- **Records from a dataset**
_ _ _
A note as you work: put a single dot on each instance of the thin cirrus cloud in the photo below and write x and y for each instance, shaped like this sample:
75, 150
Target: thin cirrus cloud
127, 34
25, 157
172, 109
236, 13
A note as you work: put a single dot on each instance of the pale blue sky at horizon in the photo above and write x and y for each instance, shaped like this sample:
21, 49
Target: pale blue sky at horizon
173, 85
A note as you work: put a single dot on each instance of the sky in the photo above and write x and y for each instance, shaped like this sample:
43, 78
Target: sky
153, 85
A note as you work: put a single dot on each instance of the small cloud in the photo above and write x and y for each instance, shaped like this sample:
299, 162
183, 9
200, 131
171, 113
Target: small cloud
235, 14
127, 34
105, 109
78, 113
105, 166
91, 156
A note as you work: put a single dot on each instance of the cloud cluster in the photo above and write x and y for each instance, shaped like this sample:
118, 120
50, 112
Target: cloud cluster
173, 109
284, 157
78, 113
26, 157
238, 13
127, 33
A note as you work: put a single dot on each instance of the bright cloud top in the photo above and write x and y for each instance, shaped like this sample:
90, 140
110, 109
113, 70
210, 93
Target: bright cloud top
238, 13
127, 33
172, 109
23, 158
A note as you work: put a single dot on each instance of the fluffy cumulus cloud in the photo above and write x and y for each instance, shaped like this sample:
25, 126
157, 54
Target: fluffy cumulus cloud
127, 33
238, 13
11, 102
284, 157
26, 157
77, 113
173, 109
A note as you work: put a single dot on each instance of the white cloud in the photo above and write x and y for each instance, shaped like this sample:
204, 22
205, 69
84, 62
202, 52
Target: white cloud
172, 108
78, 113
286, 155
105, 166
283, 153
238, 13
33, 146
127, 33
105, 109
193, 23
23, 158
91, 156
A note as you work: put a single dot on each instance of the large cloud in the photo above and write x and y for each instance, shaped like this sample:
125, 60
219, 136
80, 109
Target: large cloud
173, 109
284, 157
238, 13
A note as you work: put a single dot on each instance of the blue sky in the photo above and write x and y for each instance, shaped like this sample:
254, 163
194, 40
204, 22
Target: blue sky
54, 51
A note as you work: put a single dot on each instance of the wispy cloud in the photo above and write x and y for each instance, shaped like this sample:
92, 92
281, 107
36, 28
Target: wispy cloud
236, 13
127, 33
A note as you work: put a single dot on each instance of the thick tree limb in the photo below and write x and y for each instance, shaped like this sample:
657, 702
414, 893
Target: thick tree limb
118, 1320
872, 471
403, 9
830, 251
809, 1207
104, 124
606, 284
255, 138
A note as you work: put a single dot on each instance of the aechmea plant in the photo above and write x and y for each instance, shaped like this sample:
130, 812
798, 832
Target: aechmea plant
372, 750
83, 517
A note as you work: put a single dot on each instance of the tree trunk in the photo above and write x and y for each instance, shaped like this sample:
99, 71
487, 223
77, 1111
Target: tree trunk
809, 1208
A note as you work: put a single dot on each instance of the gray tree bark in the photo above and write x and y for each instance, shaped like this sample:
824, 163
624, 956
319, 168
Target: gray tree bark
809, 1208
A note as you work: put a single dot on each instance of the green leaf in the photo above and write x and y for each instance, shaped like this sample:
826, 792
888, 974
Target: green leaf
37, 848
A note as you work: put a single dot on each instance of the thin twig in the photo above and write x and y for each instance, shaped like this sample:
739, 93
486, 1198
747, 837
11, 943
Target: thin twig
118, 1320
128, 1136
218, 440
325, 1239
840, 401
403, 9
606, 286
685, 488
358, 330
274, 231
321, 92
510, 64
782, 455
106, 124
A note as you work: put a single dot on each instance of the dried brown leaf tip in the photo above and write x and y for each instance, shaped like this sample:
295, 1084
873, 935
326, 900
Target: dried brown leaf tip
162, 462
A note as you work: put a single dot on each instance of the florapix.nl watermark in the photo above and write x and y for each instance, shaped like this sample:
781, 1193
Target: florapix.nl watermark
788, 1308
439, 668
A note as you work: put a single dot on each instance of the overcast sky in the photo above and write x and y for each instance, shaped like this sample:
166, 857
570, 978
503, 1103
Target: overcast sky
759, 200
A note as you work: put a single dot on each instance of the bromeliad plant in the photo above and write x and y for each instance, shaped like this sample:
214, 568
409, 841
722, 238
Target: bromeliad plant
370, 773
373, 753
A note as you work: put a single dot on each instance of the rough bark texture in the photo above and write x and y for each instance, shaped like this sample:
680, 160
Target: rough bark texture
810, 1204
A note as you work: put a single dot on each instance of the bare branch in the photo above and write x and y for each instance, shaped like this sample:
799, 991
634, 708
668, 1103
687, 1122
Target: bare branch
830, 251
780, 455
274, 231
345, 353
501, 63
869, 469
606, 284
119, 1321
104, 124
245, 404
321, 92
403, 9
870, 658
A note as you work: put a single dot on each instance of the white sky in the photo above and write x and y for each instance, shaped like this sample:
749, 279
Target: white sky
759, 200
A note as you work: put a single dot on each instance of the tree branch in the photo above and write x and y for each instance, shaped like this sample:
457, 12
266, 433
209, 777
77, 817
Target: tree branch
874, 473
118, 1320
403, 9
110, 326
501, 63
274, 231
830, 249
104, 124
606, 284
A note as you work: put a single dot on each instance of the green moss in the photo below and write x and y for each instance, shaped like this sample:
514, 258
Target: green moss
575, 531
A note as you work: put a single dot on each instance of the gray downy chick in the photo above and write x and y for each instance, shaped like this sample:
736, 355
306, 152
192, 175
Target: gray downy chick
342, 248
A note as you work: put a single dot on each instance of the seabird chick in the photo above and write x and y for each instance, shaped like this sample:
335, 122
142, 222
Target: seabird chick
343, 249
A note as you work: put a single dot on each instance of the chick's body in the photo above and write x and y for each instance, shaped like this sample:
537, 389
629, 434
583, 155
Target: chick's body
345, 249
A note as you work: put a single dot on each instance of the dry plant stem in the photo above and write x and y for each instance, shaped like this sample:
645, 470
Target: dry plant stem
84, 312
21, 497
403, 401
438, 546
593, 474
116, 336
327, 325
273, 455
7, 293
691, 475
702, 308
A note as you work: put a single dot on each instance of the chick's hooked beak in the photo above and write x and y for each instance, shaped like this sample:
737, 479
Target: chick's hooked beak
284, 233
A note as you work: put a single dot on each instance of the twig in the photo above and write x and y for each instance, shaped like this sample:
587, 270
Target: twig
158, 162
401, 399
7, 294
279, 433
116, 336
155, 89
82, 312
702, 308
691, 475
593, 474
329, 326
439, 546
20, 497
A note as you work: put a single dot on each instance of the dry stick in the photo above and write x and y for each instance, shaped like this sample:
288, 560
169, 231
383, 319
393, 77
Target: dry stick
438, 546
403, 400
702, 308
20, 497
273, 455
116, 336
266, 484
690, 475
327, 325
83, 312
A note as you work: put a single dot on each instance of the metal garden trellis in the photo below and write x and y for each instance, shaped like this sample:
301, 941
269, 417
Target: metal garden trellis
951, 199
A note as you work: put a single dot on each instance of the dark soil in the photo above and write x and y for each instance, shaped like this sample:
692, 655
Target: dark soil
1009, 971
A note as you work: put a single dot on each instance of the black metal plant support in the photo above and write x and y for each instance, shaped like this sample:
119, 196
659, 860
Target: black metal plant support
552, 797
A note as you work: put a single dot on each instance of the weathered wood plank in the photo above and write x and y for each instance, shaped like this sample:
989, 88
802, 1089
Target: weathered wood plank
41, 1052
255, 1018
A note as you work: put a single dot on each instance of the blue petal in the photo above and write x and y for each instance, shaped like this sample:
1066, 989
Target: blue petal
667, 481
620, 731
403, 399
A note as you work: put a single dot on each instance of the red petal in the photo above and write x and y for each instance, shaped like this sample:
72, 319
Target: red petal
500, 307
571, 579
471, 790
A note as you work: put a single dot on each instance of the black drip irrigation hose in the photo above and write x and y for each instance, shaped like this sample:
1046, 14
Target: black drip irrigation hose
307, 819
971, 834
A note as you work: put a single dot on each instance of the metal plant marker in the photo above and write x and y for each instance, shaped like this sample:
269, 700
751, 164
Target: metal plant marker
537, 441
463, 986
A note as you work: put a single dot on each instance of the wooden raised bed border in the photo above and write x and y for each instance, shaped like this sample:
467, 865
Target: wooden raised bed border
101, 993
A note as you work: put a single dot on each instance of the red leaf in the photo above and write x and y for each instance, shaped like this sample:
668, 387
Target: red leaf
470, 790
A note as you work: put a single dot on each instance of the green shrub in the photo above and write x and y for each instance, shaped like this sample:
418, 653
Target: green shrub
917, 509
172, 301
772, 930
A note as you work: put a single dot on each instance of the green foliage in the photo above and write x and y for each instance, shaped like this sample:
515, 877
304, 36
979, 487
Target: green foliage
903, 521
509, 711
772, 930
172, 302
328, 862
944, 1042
_ _ _
- **What to produce**
Return exactly the lines from the one containing "the green shrub" through the last line of the records above, both included, and nothing else.

- **Exercise solution**
A note as you work: put a single dot on each instance of the green shrub in the photo above and write x and y for each instance, shaped like this sample:
418, 653
Target: green shrub
917, 509
172, 301
772, 930
A note as you work: put a single dot on each instance of the green foliage in the photo above and write x and y for each instance, shaped like this sample:
515, 877
304, 36
979, 487
Target: green foliage
903, 521
509, 711
772, 930
172, 302
328, 862
944, 1042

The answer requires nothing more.